● **TASK DIRECTIONS**: Write each line out exactly, leaving none out.

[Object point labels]
__________
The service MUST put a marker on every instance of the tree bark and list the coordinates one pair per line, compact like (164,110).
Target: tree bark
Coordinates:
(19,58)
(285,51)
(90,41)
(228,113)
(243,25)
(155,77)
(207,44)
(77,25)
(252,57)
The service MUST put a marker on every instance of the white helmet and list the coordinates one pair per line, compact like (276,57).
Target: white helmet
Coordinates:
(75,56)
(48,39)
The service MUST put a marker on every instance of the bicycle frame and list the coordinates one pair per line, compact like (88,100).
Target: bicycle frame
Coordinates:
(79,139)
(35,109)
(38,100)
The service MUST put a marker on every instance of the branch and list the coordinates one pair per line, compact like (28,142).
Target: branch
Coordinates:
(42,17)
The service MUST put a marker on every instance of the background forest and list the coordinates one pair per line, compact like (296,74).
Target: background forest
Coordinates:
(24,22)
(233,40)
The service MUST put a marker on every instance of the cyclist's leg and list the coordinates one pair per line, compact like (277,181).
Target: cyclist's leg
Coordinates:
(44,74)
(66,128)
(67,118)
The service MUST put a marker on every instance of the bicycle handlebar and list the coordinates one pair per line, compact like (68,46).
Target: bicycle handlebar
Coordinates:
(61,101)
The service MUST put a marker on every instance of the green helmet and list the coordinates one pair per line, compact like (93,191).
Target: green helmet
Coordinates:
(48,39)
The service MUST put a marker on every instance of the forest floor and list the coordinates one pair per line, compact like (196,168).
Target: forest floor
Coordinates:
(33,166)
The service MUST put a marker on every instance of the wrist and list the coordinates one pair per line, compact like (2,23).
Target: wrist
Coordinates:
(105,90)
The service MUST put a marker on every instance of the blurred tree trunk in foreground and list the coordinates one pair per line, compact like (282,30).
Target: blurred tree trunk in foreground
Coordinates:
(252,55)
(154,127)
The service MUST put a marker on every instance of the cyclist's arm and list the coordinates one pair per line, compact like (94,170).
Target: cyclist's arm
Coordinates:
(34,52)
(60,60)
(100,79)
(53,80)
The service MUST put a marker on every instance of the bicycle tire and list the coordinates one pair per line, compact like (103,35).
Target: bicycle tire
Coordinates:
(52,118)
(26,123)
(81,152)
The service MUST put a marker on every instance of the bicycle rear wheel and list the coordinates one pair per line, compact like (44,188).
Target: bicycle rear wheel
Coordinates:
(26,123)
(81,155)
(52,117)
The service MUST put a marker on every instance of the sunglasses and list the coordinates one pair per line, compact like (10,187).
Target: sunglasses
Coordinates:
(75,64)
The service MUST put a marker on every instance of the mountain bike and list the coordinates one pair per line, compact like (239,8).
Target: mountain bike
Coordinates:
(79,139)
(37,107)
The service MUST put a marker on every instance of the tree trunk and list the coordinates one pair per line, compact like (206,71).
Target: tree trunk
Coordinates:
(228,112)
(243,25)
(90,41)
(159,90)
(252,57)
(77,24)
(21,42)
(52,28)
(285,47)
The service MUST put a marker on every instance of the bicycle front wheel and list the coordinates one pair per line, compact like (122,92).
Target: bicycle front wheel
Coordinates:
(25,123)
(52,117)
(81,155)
__________
● **ANSWER TO THE TASK**:
The service MUST put a marker on every instance of the tree bark and list the coordinates one pair per line, compact like (164,110).
Target: tree bark
Coordinates:
(19,58)
(285,51)
(90,41)
(228,113)
(243,25)
(155,77)
(207,44)
(77,25)
(252,57)
The service MUST put a marker on every instance of the white helmet and list the coordinates one pair per line, compact like (276,57).
Target: white helmet
Coordinates:
(75,56)
(48,39)
The service MUST put a marker on every instance of the bicycle frame and list the coordinates one pair per line, compact like (88,100).
Target: bicycle frame
Coordinates:
(79,139)
(35,109)
(38,100)
The service MUST put a marker on every instance of the branch and list the coordinates one pair per line, compact like (28,142).
Target: branch
Coordinates:
(42,17)
The service MUST put a marker on every instance of the background forest and list the coordinates one pair per line, compact like (296,74).
Target: background forest
Coordinates:
(24,22)
(233,40)
The service MUST put a marker on every instance of the cyclist's leg and list the coordinates one pair per line, compact like (277,181).
Target: cyclist's leg
Coordinates:
(44,74)
(66,128)
(67,118)
The service MUST put a marker on every instance of the bicycle handlebar and list the coordinates one pair per line, compact like (68,46).
Target: bicycle handlebar
Coordinates:
(61,101)
The service MUST put a marker on every instance of the green helmet and list the coordinates one pair per line, compact like (93,191).
Target: green helmet
Coordinates:
(48,39)
The service MUST put a marker on every instance of the forest floor and list the coordinates one pair per line, compact like (196,168).
Target: forest floor
Coordinates:
(33,166)
The service MUST put a marker on every instance of the wrist and list the coordinates one pair per line, compact like (2,23).
Target: wrist
Coordinates:
(105,90)
The service MUST put a marker on every instance of the blurred tree trunk in foreground and list the coordinates one pair per line, compact like (282,30).
Target: blurred tree trunk in foreground
Coordinates:
(252,55)
(154,127)
The service MUST put a marker on every instance of the cyclist's arm and list the coordinates one pair per line, compact like (94,170).
Target: cyclist's arm
Coordinates:
(34,52)
(60,60)
(100,79)
(53,80)
The service MUST put a marker on every instance of the bicycle tire and list the coordinates one pair per line, compact like (103,35).
Target: bicycle tire
Coordinates:
(52,118)
(26,123)
(81,152)
The service MUST put a marker on every instance of the bicycle rear wheel and list the coordinates one pair per line, compact like (44,188).
Target: bicycle rear wheel
Coordinates:
(26,123)
(81,155)
(52,117)
The service MUST put a marker on every instance of the sunglasses and list the coordinates one pair per line, compact like (10,187).
Target: sunglasses
Coordinates:
(75,64)
The service MUST put a marker on every instance of the mountain bike and list the coordinates one pair per line, compact like (239,8).
Target: mountain bike
Coordinates:
(79,139)
(37,107)
The service MUST put a marker on every instance of the tree trunk and list the coordinates one pair per line, compact like (206,71).
Target: tree trunk
Coordinates:
(228,112)
(243,25)
(90,41)
(159,90)
(252,57)
(77,24)
(21,42)
(52,28)
(285,47)
The service MUST put a marker on every instance of the bicycle front wheel and list the coordinates one pair per line, compact like (122,92).
Target: bicycle front wheel
Coordinates:
(25,123)
(52,117)
(81,155)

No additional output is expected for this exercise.